Convert the stretch of rows from the line containing "Where in this drawing is the muddy" through the line containing "[0,0,640,175]" into a numbered list, leaving out any blank lines.

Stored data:
----------

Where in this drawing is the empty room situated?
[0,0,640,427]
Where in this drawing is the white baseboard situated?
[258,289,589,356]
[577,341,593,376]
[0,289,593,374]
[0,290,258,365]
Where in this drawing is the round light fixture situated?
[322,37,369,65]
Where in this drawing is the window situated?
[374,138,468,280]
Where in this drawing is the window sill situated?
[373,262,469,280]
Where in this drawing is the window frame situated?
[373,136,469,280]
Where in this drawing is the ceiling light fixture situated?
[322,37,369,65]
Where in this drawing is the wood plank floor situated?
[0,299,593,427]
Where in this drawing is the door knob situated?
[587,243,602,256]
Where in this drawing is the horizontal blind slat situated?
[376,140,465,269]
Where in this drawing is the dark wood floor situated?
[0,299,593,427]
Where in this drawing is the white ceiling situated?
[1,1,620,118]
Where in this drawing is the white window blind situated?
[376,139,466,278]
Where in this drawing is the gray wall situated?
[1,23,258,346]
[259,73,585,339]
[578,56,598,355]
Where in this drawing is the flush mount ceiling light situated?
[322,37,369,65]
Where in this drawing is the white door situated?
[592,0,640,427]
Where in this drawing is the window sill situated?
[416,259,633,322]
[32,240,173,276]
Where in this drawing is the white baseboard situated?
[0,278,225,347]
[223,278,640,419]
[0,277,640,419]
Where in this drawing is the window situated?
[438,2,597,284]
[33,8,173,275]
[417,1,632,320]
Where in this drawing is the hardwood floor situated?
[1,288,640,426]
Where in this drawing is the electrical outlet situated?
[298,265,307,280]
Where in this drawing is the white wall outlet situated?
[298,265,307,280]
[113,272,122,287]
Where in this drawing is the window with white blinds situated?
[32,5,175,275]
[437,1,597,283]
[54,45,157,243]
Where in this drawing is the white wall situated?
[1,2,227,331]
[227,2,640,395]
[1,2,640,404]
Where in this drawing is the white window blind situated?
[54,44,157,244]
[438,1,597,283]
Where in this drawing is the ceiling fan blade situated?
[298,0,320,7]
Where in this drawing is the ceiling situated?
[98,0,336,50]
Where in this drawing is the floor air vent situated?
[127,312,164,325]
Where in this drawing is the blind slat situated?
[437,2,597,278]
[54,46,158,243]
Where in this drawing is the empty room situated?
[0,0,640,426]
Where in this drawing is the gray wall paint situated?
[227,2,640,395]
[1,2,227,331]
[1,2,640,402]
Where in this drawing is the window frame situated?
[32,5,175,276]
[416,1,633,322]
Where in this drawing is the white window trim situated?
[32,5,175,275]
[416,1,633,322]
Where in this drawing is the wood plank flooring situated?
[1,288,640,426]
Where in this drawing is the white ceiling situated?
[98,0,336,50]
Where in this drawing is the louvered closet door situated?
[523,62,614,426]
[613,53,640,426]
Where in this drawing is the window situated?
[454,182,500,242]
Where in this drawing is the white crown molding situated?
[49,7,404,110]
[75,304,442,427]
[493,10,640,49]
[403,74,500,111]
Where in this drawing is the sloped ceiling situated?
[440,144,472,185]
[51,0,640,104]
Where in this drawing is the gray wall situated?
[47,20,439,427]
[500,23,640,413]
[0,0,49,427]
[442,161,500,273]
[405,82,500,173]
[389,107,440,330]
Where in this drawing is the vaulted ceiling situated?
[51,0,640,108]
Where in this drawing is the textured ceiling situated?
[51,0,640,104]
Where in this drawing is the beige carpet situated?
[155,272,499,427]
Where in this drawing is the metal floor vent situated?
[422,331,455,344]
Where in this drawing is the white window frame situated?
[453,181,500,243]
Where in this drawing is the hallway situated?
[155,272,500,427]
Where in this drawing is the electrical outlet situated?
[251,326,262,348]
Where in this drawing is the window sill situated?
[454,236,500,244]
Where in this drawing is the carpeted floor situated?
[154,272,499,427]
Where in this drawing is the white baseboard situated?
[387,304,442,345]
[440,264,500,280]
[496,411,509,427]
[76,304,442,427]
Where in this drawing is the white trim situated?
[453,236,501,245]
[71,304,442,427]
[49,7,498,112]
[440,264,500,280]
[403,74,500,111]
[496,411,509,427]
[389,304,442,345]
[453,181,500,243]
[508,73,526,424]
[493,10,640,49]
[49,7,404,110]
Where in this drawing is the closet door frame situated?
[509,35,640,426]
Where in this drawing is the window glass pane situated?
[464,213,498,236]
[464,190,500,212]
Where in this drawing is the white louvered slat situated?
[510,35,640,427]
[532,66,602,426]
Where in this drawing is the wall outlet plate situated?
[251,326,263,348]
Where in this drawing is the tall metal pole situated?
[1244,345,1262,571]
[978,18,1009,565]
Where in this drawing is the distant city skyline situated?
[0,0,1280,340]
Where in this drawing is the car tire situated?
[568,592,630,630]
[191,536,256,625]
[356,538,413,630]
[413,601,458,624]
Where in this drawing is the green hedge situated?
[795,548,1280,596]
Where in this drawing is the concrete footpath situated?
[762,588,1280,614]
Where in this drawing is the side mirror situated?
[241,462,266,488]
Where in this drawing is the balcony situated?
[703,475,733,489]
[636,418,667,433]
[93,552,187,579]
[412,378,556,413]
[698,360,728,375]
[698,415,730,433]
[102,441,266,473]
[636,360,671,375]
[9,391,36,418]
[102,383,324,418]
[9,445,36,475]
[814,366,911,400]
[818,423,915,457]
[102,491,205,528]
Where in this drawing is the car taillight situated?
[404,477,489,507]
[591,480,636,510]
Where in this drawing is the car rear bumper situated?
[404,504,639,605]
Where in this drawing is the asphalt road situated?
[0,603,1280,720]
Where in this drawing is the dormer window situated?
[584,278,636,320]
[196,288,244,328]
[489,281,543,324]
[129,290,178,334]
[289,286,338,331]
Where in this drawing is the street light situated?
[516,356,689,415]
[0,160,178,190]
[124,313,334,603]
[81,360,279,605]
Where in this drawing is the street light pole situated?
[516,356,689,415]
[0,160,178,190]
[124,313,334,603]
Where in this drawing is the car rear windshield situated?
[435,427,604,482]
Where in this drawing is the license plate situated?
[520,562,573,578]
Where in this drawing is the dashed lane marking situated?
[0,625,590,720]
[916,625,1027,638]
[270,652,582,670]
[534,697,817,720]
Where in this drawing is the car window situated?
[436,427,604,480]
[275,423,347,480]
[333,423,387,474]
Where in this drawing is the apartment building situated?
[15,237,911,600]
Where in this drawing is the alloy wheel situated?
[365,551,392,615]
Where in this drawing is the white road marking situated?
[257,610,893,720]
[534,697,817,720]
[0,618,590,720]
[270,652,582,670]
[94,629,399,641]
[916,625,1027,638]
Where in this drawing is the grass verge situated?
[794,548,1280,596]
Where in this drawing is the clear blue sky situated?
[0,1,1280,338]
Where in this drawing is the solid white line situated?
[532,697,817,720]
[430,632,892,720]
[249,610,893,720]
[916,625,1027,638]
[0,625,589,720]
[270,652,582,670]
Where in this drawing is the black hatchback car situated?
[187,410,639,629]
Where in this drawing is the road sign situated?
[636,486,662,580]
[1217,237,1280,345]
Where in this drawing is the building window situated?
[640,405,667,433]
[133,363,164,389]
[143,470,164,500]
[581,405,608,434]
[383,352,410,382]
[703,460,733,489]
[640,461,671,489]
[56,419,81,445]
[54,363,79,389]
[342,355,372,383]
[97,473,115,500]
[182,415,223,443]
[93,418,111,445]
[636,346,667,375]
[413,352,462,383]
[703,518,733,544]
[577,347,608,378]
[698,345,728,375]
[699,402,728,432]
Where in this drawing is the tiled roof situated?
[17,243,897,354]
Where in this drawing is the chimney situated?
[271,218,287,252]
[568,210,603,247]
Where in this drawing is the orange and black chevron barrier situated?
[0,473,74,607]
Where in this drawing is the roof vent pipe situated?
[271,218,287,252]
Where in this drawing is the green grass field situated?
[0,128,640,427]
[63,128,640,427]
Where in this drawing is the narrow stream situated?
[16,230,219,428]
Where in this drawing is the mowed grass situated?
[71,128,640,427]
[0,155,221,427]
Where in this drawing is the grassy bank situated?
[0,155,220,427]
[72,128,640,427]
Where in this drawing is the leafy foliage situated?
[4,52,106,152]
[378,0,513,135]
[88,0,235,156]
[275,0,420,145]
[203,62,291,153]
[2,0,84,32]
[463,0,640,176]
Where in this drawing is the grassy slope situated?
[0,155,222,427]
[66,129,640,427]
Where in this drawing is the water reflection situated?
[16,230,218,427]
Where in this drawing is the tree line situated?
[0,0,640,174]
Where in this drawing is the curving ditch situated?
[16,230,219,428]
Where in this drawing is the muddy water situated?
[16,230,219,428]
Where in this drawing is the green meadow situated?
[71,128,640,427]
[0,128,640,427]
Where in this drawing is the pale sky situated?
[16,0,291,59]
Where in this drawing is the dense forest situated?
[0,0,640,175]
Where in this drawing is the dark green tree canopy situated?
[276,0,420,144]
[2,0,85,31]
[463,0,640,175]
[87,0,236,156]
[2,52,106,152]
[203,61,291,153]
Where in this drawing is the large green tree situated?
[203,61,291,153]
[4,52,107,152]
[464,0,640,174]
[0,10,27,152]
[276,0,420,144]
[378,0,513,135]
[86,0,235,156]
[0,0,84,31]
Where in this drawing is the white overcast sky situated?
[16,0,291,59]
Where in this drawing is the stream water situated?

----------

THE COMPLETED TASK →
1. Where in this drawing is the muddy water situated?
2. [16,230,219,428]
3. Where in this drawing is the green meadow situated?
4. [71,128,640,427]
5. [0,128,640,427]
6. Where in this drawing is the pale sky situated?
7. [16,0,291,59]
8. Where in this drawing is the dense forest situated?
9. [0,0,640,175]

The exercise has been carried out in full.